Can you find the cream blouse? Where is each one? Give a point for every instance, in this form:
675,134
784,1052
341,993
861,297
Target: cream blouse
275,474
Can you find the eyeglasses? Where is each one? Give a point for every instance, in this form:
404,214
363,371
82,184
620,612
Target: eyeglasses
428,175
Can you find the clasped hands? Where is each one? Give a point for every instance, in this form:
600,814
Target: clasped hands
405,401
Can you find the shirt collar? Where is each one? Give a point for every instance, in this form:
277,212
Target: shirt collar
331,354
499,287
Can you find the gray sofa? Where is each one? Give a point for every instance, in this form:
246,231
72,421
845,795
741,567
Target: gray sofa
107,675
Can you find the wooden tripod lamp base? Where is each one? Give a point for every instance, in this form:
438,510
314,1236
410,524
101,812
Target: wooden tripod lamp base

## YOUR OBJECTIVE
Reproduce all of the material above word for word, changing nothing.

## EXPECTED OUTPUT
Can you find the cream blouse? Where is each one? Give a point for every instance, in this form:
675,134
784,1052
341,993
861,297
Target: cream blouse
275,474
Can you find the eyeglasses? Where is each one? Give a point for every instance, in this form:
404,214
363,371
82,184
620,612
Target: eyeglasses
428,175
Can you find the clasped hands? Where is each one? Give a point for every instance, in this form:
600,814
Target: clasped hands
405,401
Can you find the shirt collar? Where is each one? Give a point for every instance, in this form:
277,212
Target: shirt collar
331,354
499,287
Can you find the gray sofa? Where is each one? Give a point for every instance, in this form:
246,231
72,421
845,795
741,567
Target: gray sofa
107,675
Can you find the wooden tripod lamp base? Where is each one? Give a point for every instance, in this form:
438,510
314,1236
410,524
101,812
Target: wooden tripod lamp base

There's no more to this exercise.